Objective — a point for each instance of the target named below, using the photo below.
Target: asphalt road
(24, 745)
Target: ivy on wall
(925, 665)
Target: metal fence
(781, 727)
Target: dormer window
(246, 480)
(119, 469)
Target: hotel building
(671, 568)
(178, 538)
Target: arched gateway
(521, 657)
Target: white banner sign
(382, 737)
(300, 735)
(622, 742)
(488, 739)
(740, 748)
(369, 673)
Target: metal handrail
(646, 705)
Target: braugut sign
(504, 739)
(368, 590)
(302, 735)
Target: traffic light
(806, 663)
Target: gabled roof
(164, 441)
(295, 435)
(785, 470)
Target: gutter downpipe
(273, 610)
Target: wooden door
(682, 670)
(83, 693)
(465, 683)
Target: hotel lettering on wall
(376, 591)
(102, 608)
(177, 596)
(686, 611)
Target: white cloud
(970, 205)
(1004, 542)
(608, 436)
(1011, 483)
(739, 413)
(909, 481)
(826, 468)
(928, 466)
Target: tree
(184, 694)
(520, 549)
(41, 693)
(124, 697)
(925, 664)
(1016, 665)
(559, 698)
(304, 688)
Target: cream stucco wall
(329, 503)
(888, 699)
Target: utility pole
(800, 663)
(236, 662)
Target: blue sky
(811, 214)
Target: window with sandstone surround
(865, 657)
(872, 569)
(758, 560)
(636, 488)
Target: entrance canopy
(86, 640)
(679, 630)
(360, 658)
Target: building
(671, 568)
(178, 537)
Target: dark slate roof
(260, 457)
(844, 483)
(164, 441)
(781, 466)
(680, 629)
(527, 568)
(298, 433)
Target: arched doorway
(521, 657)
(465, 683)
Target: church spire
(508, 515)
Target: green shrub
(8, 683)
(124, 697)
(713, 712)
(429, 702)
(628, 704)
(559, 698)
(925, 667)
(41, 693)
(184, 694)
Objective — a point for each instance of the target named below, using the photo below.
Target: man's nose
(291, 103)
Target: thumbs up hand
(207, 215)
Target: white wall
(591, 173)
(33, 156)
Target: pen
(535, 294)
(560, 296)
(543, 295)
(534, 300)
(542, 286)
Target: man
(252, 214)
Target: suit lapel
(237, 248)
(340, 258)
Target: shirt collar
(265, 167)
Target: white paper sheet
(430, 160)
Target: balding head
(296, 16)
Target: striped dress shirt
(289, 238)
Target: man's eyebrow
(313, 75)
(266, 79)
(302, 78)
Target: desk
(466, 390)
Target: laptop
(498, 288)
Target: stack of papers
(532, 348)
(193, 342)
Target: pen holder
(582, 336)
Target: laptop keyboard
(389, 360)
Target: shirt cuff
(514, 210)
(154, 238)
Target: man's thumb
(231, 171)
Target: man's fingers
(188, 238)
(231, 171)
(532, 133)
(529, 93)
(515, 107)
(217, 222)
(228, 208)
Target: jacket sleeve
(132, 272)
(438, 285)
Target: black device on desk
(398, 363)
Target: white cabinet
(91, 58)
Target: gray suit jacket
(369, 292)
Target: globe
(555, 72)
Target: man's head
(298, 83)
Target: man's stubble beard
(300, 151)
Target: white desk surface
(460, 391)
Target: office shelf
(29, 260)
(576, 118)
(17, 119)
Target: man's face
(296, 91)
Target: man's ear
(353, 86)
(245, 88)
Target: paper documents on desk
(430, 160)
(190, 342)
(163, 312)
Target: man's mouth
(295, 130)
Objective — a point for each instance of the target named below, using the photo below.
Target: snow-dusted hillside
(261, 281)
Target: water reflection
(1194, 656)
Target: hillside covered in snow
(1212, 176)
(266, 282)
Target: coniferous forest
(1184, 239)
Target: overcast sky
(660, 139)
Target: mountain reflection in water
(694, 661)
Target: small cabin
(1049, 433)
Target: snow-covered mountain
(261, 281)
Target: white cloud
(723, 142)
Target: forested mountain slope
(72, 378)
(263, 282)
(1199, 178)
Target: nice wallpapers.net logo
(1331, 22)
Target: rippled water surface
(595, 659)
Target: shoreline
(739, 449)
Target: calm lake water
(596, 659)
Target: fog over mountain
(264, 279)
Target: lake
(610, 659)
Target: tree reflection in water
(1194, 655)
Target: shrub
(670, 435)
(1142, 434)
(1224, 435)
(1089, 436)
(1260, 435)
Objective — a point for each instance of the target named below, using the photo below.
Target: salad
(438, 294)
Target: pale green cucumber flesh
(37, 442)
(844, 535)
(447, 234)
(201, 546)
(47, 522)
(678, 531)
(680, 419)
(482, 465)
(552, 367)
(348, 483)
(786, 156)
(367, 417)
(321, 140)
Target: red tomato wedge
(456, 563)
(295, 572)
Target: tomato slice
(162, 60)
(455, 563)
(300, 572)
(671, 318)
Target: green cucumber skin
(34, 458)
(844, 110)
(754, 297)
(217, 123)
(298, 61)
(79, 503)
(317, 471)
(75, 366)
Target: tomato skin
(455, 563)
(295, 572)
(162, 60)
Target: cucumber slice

⁂

→ **YOUR TASK**
Each entry above is to be repeated exactly as it appears.

→ **REPLY TO THE EXERCISE**
Objective — a point for each instance of the target named below, using the photo below.
Target: asphalt road
(24, 745)
Target: ivy on wall
(925, 665)
Target: metal fence
(781, 727)
Target: dormer window
(246, 480)
(119, 469)
Target: hotel building
(671, 568)
(178, 538)
Target: arched gateway
(521, 657)
Target: white banner sign
(382, 737)
(300, 735)
(622, 742)
(488, 739)
(740, 748)
(369, 673)
Target: metal handrail
(646, 705)
Target: braugut sign
(504, 739)
(368, 590)
(302, 735)
Target: traffic light
(806, 663)
Target: gabled roof
(164, 441)
(295, 435)
(785, 470)
Target: gutter downpipe
(273, 610)
Target: wooden door
(682, 670)
(83, 693)
(465, 683)
Target: hotel lettering on wall
(376, 591)
(102, 608)
(177, 596)
(686, 611)
Target: white cloud
(970, 205)
(1004, 542)
(608, 436)
(1011, 483)
(739, 413)
(909, 481)
(826, 468)
(928, 466)
Target: tree
(184, 694)
(520, 549)
(41, 693)
(124, 697)
(925, 664)
(1016, 665)
(559, 698)
(304, 688)
Target: cream stucco wall
(329, 503)
(888, 699)
Target: utility pole
(800, 663)
(236, 662)
Target: blue sky
(811, 214)
Target: window with sandstone surround
(865, 657)
(872, 569)
(758, 560)
(636, 488)
Target: entrance canopy
(86, 640)
(679, 630)
(360, 658)
Target: building
(671, 568)
(178, 537)
Target: dark slate roof
(260, 457)
(844, 483)
(164, 441)
(781, 466)
(680, 629)
(527, 568)
(298, 433)
Target: arched doorway
(521, 657)
(465, 683)
Target: church spire
(508, 515)
Target: green shrub
(8, 683)
(124, 697)
(713, 712)
(429, 702)
(628, 704)
(559, 698)
(925, 667)
(41, 693)
(184, 694)
Objective — a point for each instance of the target named below, using the photo below.
Target: man's nose
(291, 103)
Target: thumbs up hand
(207, 215)
Target: white wall
(591, 173)
(33, 156)
Target: pen
(535, 294)
(560, 296)
(543, 295)
(534, 300)
(542, 286)
Target: man
(252, 214)
Target: suit lapel
(237, 248)
(340, 258)
Target: shirt collar
(265, 167)
Target: white paper sheet
(430, 160)
Target: balding head
(296, 16)
Target: striped dress shirt
(289, 238)
Target: man's eyebrow
(313, 75)
(266, 79)
(302, 78)
Target: desk
(466, 390)
Target: laptop
(498, 288)
Target: stack of papers
(532, 348)
(193, 342)
Target: pen holder
(582, 336)
Target: laptop keyboard
(389, 360)
Target: shirt cuff
(514, 210)
(154, 238)
Target: man's thumb
(231, 171)
Target: man's fingers
(188, 238)
(231, 171)
(532, 133)
(529, 93)
(515, 107)
(217, 222)
(228, 208)
Target: jacket sleeve
(132, 272)
(438, 285)
Target: black device on desk
(398, 363)
Target: white cabinet
(91, 58)
Target: gray suit jacket
(369, 292)
Target: globe
(555, 72)
Target: man's head
(298, 83)
Target: man's stubble beard
(300, 151)
Target: white desk surface
(460, 391)
Target: office shelf
(29, 260)
(576, 118)
(17, 119)
Target: man's face
(296, 91)
Target: man's ear
(353, 86)
(245, 88)
Target: paper documents on desk
(430, 160)
(190, 342)
(163, 312)
Target: man's mouth
(295, 130)
Objective — a point for each instance of the target named below, using the photo below.
Target: snow-dusted hillside
(261, 281)
Target: water reflection
(1194, 656)
Target: hillside covered in snow
(1212, 176)
(266, 282)
Target: coniferous forest
(1184, 239)
Target: overcast sky
(660, 139)
Target: mountain reflection in water
(694, 661)
Target: small cabin
(1049, 433)
Target: snow-covered mountain
(261, 281)
Target: white cloud
(723, 142)
Target: forested mountain slope
(72, 378)
(263, 282)
(1199, 178)
Target: nice wallpapers.net logo
(1331, 22)
Target: rippled water surface
(595, 659)
Target: shoreline
(739, 449)
Target: calm lake water
(596, 659)
Target: fog over mountain
(264, 279)
Target: lake
(610, 659)
Target: tree reflection in water
(1194, 655)
Target: shrub
(670, 435)
(1142, 434)
(1224, 435)
(1089, 436)
(1260, 435)
Objective — a point for each instance of the target named below, using the photo below.
Target: salad
(438, 294)
Target: pale green cucumber flesh
(37, 442)
(844, 535)
(447, 234)
(201, 546)
(47, 522)
(678, 531)
(680, 419)
(482, 465)
(552, 367)
(348, 483)
(786, 156)
(367, 417)
(321, 140)
Target: red tomato wedge
(456, 563)
(295, 572)
Target: tomato slice
(162, 60)
(455, 563)
(300, 572)
(671, 318)
Target: green cucumber skin
(34, 458)
(844, 110)
(754, 297)
(217, 123)
(298, 61)
(79, 503)
(317, 471)
(75, 366)
Target: tomato skin
(455, 563)
(295, 572)
(162, 60)
Target: cucumber slice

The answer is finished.